Vorliegender Text:

Kreislaufwirtschaft ist kein Selbstzweck, sondern soll zu den übergeordneten, globalen Nachhaltigkeitszielen beitragen, also zum Beispiel auch zur Erhaltung der Biodiversität. Aber wenn Sie nach konkreten Aspekten fragen, fallen mir insbesondere noch die biologischen Kreisläufe ein: In diesen Kreisläufen sollen Produkte möglichst komplett kompostierbar bzw. biologisch zersetzbar sein. Damit entfällt der „technologische Müll“, den wir aktuell kennen. Eine weitere Maßnahme ist das sogenannte Remanufacturing. Das hat man zum Beispiel, wenn ein Hersteller von großen Baumaschinen die Maschinen zurückkauft und überholt. In diesem Fall ist gar kein Recycling notwendig. Stattdessen werden die Komponenten direkt ein zweites Mal genutzt. All das sind Stellschrauben für eine umfassende Circular Economy.

Gibt es aus Ihrer Sicht bestimmte Produkte oder Produktgruppen, bei denen eine vollumfängliche Kreislaufwirtschaft realistischer ist als bei anderen?

Bei einfacheren Produkten, die aus wenigen Materialkomponenten bestehen. Auch in biologischen Kreisläufen ist das Potenzial mit Sicherheit höher, etwa im Ernährungssektor. Wenn es ein gutes Kompostiersystem gibt und Nahrungsmittel nicht hochprozessiert werden müssen, lässt sich da noch einiges erreichen.

Stand jetzt könnten wir in allen Bereichen noch weitaus mehr Kreislauffähigkeit erreichen.

Nehmen wir mal das Auto als komplexes Produkt: Ein wichtiges Zukunftsthema ist das autonome Fahren. Wenn diese Fahrzeuge irgendwann auf dem Markt sind, würde idealerweise nicht mehr jeder individuell eines besitzen. Stattdessen würden deutlich weniger Fahrzeuge mehr oder weniger rund um die Uhr fahren. Und wenn die verbauten Komponenten dann noch so hochwertig sind, dass man sie ganz oder zumindest in Teilen nach dem Lebenszyklus weiterverwenden kann, ist da noch einiges mehr möglich. Die Dematerialisierung, die mit der Kreislaufwirtschaft einhergeht, ist auch eine starke Hinwendung zur Service-Welt, also ein Stück weit weg vom rein physischen Produkt. Den gleichen Nutzen eines individuellen Produkts kann auch eines bieten, das ich über einen Service nutze.

Datenauszüge:
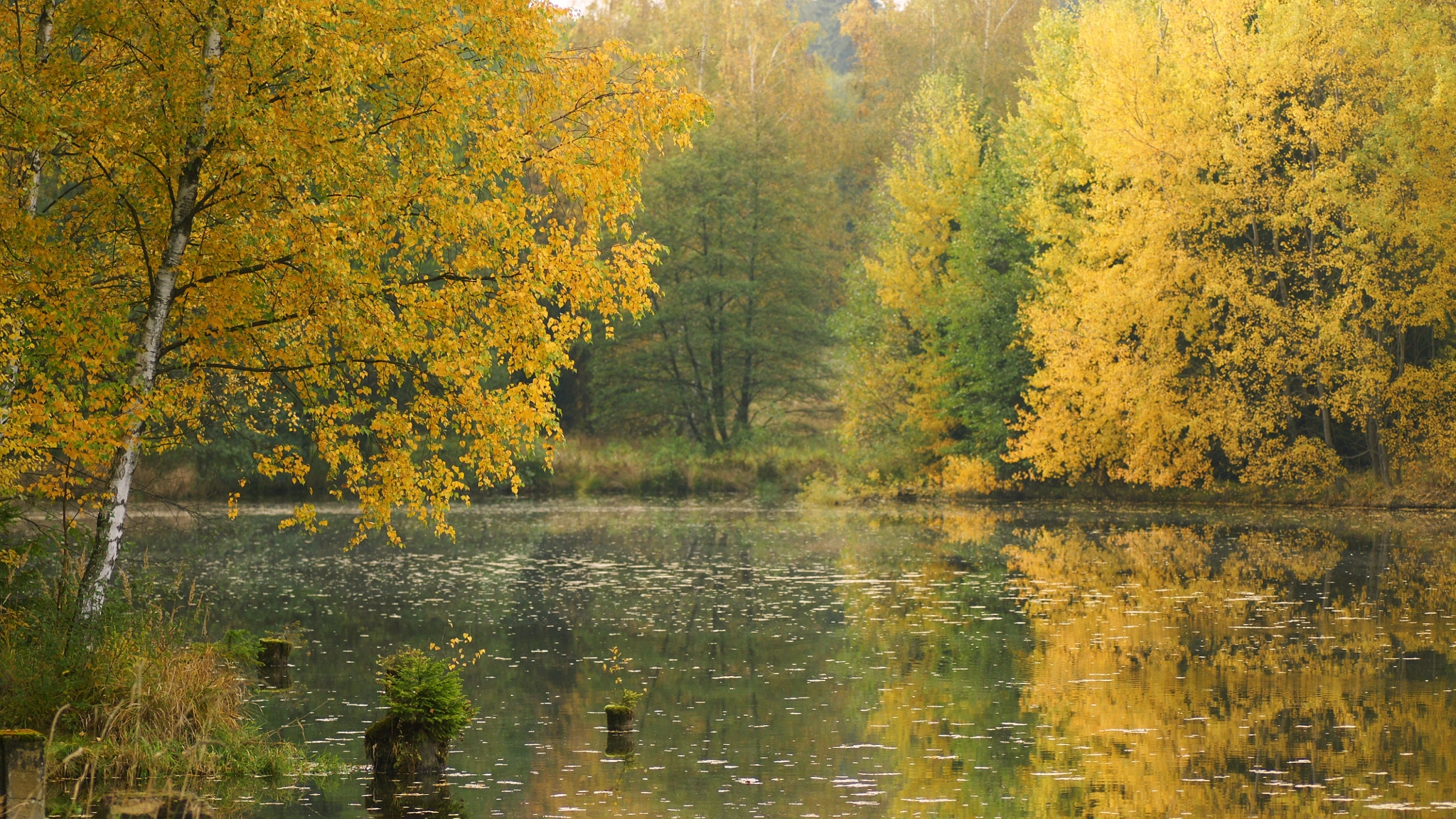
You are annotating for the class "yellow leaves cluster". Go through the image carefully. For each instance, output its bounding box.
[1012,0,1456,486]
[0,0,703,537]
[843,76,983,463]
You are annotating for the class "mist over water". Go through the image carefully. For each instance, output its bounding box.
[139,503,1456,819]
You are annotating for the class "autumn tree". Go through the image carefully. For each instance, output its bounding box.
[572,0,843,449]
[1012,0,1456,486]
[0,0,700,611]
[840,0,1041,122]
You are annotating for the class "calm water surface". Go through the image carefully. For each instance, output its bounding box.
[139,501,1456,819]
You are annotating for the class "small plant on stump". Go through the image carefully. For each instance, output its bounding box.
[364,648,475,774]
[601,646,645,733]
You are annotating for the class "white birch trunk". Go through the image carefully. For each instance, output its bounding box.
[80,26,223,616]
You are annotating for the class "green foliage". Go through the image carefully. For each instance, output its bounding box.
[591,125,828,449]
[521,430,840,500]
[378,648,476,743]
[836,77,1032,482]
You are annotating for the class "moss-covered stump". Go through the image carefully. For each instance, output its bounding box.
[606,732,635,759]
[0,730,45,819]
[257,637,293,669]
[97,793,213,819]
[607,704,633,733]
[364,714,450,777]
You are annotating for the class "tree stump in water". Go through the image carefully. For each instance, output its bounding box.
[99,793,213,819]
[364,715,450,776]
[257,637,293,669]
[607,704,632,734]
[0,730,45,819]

Aufgabenblock:
**a.** Nennen Sie alle konkreten Produkte, die der Text zur Kreislaufwirtschaft als Beispiele anführt.
**b.** Fassen Sie den Absatz, der mit „Nehmen wir mal das Auto“ beginnt, im Text zur Kreislaufwirtschaft als Stichpunktliste zusammen.
Die Datensätze stammen aus einer anderen Quelle.

Lösungen je Aufgabe:
**a.**
- Große Baumaschinen
- Nahrungsmittel
- Das Auto

**b.**
- Das Auto dient als Beispiel für ein komplexes Produkt; autonomes Fahren ist ein wichtiges Zukunftsthema.
- Idealerweise besitzt dann nicht mehr jeder ein eigenes Fahrzeug; deutlich weniger Fahrzeuge sind nahezu rund um die Uhr unterwegs.
- Sind die Komponenten hochwertig genug, lassen sie sich nach dem Lebenszyklus ganz oder teilweise weiterverwenden.
- Die mit der Kreislaufwirtschaft verbundene Dematerialisierung bedeutet eine Hinwendung zur Service-Welt und weg vom rein physischen Produkt.
- Ein über einen Service genutztes Produkt kann den gleichen Nutzen bieten wie ein individuelles Produkt.